What you are asked to do ->
Please report every line in the material below where the word "shoe" is found.

···

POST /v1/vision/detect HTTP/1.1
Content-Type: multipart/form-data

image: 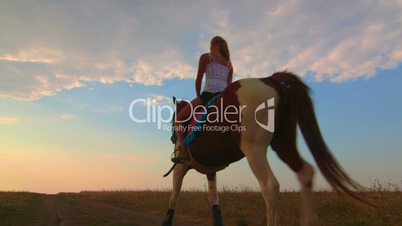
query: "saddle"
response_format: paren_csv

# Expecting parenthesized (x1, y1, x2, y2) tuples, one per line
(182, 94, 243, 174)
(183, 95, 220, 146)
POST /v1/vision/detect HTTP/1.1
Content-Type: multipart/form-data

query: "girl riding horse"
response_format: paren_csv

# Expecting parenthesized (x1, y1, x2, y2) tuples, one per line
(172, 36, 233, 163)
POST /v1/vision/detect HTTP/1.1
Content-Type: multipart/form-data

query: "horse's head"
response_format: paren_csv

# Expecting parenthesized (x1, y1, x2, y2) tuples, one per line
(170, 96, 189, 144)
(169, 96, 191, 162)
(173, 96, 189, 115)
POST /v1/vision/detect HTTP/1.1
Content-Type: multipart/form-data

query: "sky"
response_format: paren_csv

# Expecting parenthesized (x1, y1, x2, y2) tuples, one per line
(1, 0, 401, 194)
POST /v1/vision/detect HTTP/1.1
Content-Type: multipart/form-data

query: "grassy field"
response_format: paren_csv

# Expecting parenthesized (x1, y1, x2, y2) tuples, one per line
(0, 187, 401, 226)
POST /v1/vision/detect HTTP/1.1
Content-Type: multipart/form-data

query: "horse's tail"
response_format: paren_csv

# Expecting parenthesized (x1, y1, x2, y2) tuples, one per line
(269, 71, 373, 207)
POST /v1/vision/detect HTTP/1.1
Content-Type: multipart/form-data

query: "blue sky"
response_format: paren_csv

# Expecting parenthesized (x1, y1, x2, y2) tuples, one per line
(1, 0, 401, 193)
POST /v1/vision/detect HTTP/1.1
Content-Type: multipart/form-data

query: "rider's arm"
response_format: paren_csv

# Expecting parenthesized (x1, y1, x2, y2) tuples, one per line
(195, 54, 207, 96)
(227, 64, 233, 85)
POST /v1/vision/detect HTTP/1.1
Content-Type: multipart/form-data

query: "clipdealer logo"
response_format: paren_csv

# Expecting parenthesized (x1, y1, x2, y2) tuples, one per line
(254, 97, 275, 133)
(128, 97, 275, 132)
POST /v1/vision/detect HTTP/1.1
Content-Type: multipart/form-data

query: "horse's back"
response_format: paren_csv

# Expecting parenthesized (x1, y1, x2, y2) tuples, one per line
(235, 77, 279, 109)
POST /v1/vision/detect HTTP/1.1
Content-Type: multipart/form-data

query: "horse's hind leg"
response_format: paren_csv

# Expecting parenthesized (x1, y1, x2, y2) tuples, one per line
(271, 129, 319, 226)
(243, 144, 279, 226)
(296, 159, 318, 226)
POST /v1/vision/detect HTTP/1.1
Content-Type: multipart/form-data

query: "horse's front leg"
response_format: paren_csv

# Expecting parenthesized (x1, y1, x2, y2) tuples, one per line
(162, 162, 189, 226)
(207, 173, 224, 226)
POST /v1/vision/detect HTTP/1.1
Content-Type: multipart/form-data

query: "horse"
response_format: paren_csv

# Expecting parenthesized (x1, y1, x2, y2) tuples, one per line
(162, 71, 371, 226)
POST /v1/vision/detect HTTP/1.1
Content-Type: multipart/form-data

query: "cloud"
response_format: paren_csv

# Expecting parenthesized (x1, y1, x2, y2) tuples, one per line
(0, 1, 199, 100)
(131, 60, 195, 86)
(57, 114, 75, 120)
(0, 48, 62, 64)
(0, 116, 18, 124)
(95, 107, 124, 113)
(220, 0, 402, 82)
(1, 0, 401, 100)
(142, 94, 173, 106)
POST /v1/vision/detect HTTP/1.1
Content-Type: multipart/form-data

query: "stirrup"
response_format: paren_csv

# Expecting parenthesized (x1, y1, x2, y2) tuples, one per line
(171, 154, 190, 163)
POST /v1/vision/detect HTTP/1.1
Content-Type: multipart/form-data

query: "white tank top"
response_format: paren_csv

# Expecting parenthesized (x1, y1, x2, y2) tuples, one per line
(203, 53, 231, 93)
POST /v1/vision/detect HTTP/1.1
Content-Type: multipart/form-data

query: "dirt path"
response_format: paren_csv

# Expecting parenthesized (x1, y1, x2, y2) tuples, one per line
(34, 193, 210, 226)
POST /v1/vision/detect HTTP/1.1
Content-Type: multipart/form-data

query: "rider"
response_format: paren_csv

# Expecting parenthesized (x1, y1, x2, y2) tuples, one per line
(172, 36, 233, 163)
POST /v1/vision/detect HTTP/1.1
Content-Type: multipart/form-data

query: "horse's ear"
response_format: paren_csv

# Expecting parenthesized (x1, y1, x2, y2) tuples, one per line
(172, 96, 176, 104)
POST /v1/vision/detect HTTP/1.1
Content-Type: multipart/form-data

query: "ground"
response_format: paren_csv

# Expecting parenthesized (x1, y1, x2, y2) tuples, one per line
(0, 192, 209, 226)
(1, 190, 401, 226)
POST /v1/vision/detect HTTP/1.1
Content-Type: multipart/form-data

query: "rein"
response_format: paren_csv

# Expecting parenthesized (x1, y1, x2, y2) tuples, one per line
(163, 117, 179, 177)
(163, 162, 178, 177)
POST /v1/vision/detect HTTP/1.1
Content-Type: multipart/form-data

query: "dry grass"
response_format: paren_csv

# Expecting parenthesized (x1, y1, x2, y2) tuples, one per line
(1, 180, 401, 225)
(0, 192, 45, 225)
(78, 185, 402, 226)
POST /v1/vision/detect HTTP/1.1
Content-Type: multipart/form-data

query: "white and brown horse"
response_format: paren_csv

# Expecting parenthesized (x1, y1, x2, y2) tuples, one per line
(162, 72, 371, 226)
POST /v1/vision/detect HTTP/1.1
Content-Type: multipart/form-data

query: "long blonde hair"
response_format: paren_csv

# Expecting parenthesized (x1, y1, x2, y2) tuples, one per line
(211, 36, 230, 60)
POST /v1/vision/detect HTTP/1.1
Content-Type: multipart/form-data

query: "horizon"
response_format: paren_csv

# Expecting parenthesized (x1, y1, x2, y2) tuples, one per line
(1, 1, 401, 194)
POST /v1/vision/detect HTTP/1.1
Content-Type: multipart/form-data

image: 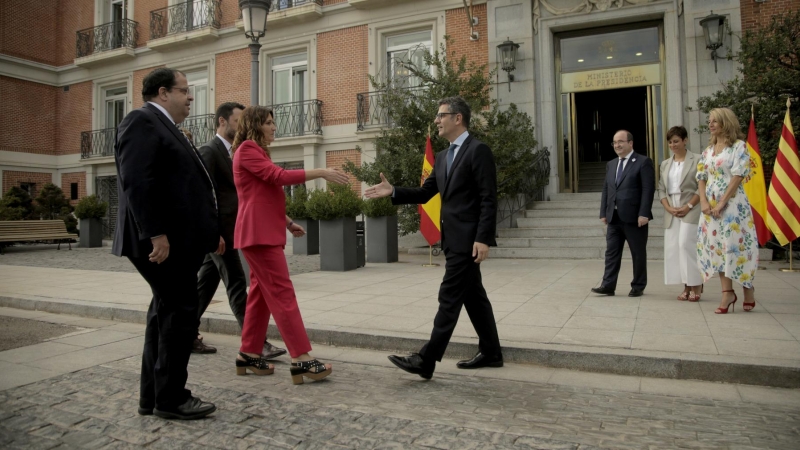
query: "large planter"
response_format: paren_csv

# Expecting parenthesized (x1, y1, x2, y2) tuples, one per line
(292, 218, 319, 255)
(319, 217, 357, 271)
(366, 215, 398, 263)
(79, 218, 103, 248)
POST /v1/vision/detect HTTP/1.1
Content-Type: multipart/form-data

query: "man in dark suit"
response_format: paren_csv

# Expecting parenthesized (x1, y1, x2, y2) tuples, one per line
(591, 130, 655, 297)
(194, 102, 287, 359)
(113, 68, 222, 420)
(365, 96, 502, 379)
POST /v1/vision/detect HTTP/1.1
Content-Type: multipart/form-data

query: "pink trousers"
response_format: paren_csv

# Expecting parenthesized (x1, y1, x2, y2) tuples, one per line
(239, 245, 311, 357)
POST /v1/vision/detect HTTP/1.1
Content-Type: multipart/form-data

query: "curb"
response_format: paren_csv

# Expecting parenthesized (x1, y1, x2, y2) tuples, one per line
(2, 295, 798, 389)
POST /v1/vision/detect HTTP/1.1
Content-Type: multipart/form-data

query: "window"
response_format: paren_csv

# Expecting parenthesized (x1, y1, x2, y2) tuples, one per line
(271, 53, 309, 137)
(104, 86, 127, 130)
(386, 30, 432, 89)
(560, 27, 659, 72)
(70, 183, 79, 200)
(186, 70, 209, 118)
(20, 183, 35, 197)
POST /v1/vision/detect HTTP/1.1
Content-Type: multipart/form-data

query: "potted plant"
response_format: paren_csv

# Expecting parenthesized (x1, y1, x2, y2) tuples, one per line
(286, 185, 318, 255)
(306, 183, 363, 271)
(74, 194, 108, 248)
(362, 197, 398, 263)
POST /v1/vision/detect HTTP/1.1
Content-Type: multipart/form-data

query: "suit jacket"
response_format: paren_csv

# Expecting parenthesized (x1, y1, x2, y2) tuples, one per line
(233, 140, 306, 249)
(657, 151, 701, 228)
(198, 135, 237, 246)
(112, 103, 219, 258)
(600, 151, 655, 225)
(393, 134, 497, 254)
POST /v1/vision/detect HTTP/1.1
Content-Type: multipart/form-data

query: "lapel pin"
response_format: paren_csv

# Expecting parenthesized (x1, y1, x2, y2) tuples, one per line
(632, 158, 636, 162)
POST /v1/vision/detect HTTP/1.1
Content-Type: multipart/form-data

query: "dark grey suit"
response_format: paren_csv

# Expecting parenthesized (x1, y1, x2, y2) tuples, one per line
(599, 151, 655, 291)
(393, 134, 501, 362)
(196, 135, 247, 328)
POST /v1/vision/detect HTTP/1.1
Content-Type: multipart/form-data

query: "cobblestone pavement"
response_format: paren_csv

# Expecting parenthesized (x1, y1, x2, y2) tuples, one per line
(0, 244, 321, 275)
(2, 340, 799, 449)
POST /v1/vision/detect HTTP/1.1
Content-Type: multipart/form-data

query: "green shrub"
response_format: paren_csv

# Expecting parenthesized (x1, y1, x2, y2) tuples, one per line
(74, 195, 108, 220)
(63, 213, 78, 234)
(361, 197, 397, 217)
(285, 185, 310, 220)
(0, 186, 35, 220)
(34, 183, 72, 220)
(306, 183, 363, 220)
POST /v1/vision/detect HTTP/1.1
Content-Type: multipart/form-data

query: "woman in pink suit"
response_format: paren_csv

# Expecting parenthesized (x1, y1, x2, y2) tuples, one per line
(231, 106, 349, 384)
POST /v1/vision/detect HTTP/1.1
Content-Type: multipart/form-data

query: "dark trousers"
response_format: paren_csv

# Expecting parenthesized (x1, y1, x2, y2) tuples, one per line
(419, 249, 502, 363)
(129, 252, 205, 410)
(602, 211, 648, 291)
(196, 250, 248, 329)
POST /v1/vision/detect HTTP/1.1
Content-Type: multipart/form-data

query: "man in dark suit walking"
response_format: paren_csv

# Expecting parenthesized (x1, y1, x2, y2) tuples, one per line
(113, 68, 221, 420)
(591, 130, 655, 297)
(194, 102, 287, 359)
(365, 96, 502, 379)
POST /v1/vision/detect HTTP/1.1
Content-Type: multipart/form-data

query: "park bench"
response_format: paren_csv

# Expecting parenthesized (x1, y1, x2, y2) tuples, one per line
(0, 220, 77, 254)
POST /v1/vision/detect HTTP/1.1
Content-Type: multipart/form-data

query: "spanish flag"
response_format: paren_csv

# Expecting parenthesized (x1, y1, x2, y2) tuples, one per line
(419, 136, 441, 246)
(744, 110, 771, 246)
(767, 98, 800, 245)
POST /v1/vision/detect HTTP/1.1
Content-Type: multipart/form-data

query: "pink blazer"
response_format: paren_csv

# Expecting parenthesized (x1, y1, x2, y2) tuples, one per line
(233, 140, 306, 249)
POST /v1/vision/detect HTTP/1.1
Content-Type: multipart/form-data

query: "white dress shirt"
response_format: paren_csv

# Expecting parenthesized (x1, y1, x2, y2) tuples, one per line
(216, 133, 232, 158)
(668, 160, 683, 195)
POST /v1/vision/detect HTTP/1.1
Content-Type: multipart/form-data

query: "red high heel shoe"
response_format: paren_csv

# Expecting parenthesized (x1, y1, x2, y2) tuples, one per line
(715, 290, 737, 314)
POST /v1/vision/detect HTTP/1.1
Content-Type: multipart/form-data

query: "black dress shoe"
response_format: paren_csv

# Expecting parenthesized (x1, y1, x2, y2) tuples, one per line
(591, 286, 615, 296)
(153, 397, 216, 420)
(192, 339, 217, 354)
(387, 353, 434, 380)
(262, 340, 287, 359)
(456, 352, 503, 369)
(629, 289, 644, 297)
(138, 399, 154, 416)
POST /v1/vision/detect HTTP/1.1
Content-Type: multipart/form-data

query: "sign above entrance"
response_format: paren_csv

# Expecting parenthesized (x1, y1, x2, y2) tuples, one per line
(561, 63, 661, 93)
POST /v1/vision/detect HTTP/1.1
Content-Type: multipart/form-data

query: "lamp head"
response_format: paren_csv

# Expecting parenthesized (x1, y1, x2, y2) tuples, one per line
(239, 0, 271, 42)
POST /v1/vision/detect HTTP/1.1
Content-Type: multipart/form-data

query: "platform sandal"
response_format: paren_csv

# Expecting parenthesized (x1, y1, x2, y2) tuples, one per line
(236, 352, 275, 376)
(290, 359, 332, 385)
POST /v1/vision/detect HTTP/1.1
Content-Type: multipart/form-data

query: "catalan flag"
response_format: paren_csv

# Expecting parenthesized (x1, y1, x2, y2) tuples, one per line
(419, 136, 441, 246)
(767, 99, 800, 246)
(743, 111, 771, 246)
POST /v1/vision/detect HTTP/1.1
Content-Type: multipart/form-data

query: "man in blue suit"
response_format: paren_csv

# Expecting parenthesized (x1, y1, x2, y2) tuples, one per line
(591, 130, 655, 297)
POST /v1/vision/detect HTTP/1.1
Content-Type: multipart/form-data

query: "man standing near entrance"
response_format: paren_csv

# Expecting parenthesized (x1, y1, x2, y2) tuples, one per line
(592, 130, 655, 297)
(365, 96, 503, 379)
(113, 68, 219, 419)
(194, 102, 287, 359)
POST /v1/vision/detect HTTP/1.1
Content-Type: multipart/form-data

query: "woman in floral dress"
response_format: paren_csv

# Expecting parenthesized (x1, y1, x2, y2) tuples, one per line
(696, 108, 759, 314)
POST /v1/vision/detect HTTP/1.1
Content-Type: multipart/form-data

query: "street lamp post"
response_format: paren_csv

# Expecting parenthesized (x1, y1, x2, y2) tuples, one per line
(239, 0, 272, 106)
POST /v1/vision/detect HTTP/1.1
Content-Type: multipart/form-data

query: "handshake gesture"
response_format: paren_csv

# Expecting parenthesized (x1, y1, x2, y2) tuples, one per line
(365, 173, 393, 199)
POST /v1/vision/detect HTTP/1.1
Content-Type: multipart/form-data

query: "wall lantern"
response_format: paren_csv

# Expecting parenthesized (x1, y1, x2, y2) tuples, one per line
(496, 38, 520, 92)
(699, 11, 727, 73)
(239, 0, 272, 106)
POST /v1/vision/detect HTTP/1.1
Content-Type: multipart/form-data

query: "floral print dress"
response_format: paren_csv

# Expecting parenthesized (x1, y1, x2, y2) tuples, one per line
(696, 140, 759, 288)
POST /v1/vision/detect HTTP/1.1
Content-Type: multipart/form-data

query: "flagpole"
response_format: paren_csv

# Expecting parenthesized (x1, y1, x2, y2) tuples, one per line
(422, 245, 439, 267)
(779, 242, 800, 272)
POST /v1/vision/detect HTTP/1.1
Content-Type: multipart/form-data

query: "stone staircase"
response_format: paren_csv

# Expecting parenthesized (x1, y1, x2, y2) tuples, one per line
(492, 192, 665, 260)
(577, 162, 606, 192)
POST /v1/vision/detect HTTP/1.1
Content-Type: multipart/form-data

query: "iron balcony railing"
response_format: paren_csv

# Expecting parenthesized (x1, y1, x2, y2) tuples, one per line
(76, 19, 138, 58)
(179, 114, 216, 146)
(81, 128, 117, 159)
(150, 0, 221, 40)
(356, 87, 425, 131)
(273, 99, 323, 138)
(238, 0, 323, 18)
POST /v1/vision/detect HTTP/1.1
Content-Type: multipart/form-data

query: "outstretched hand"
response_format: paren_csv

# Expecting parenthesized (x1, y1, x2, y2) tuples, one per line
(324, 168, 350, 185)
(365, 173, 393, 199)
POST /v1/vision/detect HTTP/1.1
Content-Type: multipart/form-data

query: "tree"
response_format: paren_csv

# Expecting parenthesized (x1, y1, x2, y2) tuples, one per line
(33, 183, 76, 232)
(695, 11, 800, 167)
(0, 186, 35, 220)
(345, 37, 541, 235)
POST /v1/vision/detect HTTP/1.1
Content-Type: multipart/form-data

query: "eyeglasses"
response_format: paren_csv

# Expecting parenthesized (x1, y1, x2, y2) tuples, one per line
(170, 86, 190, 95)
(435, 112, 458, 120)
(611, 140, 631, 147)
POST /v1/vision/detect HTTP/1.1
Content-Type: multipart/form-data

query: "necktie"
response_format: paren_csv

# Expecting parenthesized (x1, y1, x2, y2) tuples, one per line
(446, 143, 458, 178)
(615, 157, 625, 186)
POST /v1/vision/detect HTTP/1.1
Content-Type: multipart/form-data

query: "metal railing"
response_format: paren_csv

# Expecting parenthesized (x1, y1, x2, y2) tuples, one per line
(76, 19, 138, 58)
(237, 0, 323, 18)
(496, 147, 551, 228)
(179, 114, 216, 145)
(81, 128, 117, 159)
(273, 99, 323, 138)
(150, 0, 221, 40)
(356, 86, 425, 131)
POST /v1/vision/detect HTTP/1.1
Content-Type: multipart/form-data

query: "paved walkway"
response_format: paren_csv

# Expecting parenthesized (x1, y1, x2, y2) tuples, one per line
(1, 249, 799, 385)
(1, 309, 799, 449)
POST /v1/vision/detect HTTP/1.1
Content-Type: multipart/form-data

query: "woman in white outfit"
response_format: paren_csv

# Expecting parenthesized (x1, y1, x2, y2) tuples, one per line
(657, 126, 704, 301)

···

Solved exercise ->
query: "red high heel shoe"
query: "black dress shoe"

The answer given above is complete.